• [EXERCISE PASSAGE]:
##############################

ACOs are a part of our vision of a system that delivers better care, spends our dollars in a smarter way, and puts patients in the center of their care to keep them healthy.
“The updated proposed Medicaid managed care federal regulation published by the Centers for Medicare and Medicaid Services on June 1 is a formal recognition of managed care’s central role in national Medicaid policy and in the lives of beneficiaries, including families with children, people with disabilities or serious health conditions, and Medicare beneficiaries who also receive Medicaid (known as dual enrollees). Indeed, the proposal represents a regulatory milestone in the life of Medicaid, an acknowledgement of the program’s evolution over the past 25 years, and an exemplar of the reforms and tradeoffs that will determine Medicaid’s transformation from a welfare program into a pillar of national health reform and a major player in the health plan market.”
The new proposed rule, she says, “aims to foster the growth of companies that offer health plans in both Medicaid and the Affordable Care Act’s health insurance marketplaces to allow consumers to remain with an insurer even when their source of subsidy changes. Second, it aims to promote health plan innovation and improve accountability and beneficiary protections, especially as higher-need populations are moved into managed care. Finally, the rule will help ensure more rigorous federal and state oversight of a burgeoning industry.”
The proposed rule would, Ms Rosenbaum reports:
“Extend most of the tougher standards that apply now only to comprehensive managed care organizations to limited-service plans that previously have been subject to less rigorous requirements in areas such as network, access, and quality performance standards.
“Tighten current actuarial soundness requirements for states to ensure payments to their health plans accurately reflect both what is covered under their contracts and the cost of furnishing those covered benefits to specific Medicaid beneficiary groups.

##############################

• [QUESTIONS TO ANSWER]:
1. Summarize the passage on the proposed Medicaid managed care rule in two sentences.
2. In the passage on the proposed Medicaid managed care rule, on what date was the updated proposed regulation published?
3. Continue the passage on the proposed Medicaid managed care rule from where it stops.

##############################

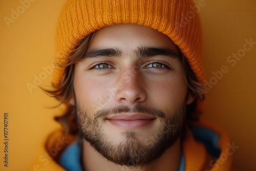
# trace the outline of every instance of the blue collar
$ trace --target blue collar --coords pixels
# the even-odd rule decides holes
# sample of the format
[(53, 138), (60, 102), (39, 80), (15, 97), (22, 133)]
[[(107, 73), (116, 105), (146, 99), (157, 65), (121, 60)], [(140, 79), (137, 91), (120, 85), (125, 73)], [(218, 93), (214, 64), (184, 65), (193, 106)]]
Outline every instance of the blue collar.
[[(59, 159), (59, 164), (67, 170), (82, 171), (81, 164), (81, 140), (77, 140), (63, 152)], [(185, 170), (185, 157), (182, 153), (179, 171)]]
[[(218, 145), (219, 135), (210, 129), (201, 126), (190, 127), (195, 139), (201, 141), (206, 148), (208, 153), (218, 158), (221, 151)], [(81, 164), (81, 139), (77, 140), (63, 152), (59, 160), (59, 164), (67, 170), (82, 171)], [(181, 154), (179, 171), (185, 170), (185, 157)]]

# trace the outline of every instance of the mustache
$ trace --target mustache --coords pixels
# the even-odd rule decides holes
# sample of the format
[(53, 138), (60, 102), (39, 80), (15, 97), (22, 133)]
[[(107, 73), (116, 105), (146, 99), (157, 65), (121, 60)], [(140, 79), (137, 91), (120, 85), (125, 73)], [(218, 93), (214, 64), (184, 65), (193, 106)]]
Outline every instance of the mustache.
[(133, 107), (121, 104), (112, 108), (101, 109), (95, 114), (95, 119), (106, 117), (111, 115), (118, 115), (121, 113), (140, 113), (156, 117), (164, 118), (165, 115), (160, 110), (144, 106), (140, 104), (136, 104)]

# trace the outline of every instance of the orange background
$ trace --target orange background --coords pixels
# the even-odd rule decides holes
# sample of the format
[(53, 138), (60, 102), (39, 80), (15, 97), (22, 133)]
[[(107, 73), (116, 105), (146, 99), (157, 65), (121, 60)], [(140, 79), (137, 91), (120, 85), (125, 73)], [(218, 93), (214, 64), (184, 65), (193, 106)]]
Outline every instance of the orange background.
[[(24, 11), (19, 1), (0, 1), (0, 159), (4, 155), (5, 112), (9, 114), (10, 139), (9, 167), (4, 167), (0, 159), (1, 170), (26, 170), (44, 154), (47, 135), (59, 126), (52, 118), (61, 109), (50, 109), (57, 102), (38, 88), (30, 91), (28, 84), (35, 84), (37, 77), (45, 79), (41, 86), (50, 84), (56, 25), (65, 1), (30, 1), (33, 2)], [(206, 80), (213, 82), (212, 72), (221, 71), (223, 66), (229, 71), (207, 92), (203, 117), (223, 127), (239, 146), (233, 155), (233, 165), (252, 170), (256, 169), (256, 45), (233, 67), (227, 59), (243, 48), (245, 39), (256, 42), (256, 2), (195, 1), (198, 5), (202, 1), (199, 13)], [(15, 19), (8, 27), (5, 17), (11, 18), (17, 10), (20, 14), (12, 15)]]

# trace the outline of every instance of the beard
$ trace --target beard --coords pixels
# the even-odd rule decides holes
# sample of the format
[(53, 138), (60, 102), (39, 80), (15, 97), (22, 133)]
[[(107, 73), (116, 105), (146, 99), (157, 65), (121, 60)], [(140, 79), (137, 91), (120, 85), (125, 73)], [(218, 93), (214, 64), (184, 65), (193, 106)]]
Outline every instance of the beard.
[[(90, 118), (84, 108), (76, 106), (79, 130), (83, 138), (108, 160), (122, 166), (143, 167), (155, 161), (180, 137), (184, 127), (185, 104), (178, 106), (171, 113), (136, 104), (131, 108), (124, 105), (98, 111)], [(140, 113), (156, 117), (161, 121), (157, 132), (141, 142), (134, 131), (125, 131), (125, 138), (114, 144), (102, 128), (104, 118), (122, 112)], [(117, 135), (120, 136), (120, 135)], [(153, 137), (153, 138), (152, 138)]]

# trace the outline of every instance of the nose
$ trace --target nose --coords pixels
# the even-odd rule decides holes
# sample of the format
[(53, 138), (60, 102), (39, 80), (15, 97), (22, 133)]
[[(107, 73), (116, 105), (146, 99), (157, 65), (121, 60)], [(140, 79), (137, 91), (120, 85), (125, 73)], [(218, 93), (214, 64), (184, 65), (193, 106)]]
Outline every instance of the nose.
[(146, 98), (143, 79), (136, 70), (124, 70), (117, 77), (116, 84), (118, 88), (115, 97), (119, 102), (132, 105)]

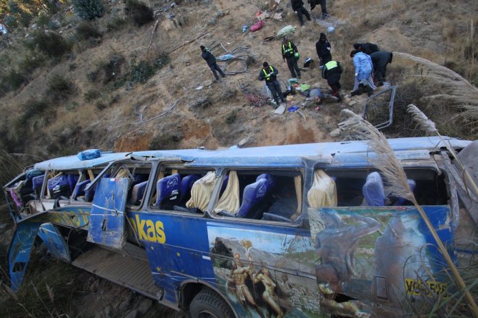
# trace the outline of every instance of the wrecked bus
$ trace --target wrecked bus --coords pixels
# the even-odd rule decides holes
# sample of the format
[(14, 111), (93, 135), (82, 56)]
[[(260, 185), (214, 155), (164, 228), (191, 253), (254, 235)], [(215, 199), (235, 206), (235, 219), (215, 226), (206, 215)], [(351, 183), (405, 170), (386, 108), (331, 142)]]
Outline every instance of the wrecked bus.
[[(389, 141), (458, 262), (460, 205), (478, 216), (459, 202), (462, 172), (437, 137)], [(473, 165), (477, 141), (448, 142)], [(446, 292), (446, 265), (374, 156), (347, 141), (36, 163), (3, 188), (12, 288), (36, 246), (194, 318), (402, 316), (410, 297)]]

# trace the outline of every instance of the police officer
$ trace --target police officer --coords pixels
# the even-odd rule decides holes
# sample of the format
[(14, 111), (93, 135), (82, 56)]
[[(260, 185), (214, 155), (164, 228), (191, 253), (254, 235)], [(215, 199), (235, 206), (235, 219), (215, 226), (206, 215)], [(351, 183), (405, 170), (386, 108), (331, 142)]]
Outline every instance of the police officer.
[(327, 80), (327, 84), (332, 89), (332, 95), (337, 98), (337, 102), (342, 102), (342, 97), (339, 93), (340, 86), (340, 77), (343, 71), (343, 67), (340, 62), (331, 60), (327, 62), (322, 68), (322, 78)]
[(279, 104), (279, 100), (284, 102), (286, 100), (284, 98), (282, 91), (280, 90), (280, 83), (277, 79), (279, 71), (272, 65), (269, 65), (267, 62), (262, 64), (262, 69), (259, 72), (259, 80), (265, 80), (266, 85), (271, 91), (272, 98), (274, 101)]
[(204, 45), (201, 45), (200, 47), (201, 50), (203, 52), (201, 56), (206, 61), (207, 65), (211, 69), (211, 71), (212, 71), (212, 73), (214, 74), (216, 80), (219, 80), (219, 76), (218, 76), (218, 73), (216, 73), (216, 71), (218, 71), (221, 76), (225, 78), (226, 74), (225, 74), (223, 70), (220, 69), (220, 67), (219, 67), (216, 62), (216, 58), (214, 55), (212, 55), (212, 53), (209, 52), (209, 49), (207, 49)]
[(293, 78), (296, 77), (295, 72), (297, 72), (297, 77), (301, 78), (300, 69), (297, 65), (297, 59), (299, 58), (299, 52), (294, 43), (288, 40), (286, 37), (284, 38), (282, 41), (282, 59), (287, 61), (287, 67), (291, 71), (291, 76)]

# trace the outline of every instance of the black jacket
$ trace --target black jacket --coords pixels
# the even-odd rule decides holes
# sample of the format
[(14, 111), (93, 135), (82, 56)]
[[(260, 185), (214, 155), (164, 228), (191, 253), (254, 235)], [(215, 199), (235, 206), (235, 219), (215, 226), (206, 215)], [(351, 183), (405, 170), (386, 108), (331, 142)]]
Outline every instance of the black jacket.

##############################

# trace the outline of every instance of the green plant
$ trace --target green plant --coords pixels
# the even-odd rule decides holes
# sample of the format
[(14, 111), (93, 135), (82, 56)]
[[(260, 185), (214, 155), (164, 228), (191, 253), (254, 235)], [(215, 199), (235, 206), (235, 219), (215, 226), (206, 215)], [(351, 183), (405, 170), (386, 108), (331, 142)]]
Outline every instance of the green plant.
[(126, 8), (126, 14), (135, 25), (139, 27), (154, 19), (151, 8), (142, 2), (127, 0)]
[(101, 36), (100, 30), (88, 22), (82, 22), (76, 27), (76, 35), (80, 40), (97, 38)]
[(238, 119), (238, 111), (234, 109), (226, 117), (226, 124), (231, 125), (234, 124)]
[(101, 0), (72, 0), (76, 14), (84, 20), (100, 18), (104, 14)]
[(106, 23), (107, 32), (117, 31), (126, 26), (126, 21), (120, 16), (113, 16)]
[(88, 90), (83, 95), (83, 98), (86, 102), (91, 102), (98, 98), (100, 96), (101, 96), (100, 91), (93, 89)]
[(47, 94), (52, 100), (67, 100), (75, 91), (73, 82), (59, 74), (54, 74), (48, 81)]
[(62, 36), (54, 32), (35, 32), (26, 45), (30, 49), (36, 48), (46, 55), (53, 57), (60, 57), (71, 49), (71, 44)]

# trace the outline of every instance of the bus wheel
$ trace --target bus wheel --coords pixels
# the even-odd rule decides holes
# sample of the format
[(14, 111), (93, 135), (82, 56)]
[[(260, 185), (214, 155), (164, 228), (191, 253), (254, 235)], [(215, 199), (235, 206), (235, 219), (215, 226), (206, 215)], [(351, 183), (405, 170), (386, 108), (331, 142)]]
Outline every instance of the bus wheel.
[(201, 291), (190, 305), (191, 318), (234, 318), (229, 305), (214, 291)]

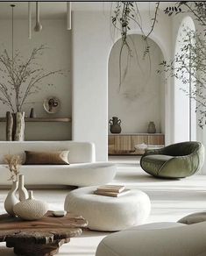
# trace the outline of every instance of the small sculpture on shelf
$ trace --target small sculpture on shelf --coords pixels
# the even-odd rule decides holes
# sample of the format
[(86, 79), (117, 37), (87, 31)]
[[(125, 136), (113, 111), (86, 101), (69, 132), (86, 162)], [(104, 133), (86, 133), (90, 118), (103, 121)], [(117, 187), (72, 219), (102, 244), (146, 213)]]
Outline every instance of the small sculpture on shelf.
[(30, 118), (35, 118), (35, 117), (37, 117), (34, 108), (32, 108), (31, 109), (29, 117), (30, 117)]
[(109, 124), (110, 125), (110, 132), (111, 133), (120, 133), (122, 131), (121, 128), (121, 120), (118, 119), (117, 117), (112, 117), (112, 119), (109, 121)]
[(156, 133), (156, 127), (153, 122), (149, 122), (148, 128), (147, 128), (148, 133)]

##############################

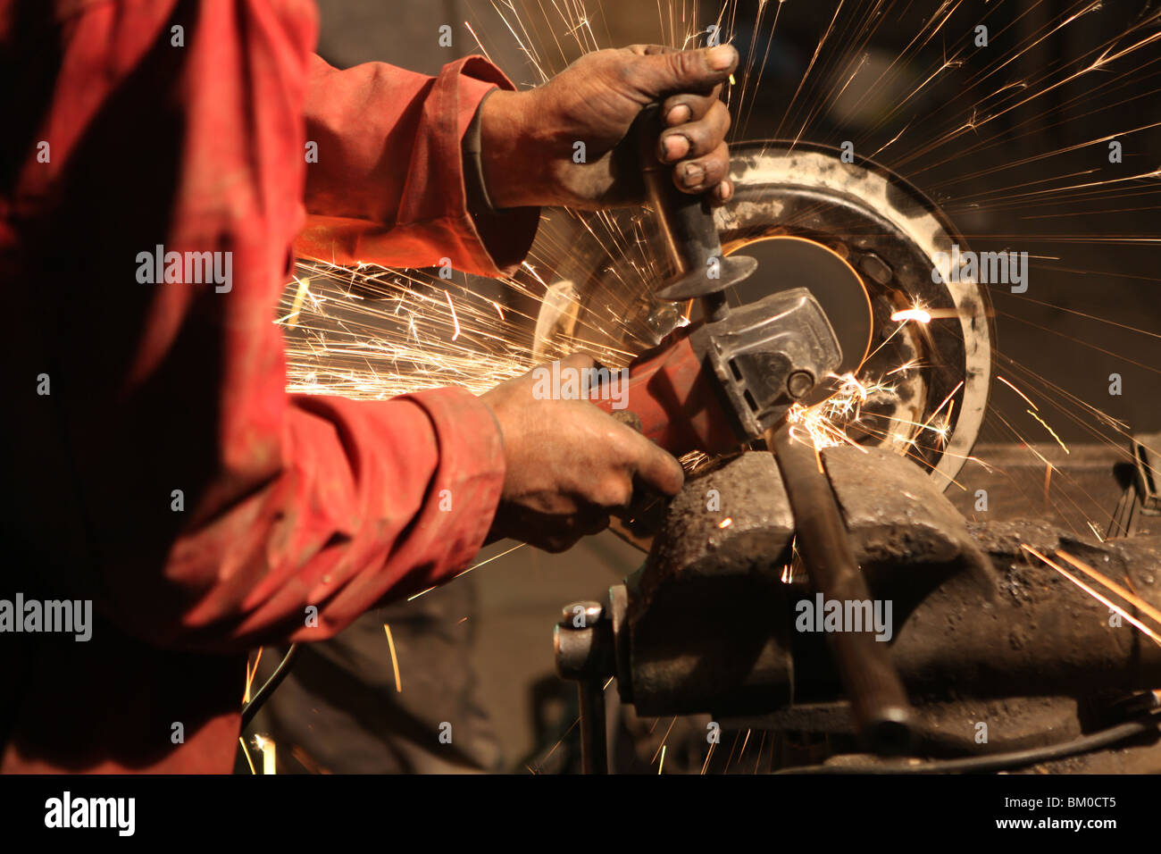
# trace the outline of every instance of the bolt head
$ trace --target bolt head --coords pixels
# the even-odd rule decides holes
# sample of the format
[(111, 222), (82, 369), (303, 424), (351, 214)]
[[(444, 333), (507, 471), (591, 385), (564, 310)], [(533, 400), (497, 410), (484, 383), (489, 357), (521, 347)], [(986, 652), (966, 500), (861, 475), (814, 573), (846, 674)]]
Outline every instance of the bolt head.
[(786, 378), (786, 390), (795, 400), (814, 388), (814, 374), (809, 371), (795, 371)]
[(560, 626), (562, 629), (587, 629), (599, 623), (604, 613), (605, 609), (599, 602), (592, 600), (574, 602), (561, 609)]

##############################

• [ANSWERS]:
1. The updated proposed Medicaid managed care federal regulation, published by the Centers for Medicare and Medicaid Services on June 1, is described as formal recognition of managed care's central role in Medicaid and as a regulatory milestone in the program's evolution. According to Ms Rosenbaum, the rule aims to foster companies offering plans in both Medicaid and the marketplaces, promote innovation and accountability, and strengthen oversight, and it would extend tougher standards to limited-service plans and tighten actuarial soundness requirements for states.

2. June 1

3.
“Use an 85 percent medical loss ratio, which would require that insurers doing business with Medicaid programs spend 85 percent of premium revenue on medical care and quality improvement, as a means of measuring whether states and consumers are receiving good value for premiums paid.
“Require states to set time and travel standards to measure the adequacy of provider networks, with a focus on primary healthcare, obstetrical care, pharmacy services, and children’s oral healthcare.
“Strengthen beneficiary grievance and appeals protections while simultaneously requiring plan members to exhaust their health plan appeals procedures prior to external review, as people enrolled in qualified health plans sold in the marketplace must do.
“Permit states to cover short-term inpatient treatment for mental illness and addiction disorders, thereby setting aside Medicaid’s traditional exclusion of federal funding for such treatments in the case of adults ages 21 to 64.
“Actively encourage insurance companies selling both Medicaid and marketplace health plans to advertise this fact, thereby exempting this activity from a longstanding ban on tie-in practices.
“Permit plans to offer additional benefits that are permissible under federal Medicaid law but not otherwise included in a state’s Medicaid plan.”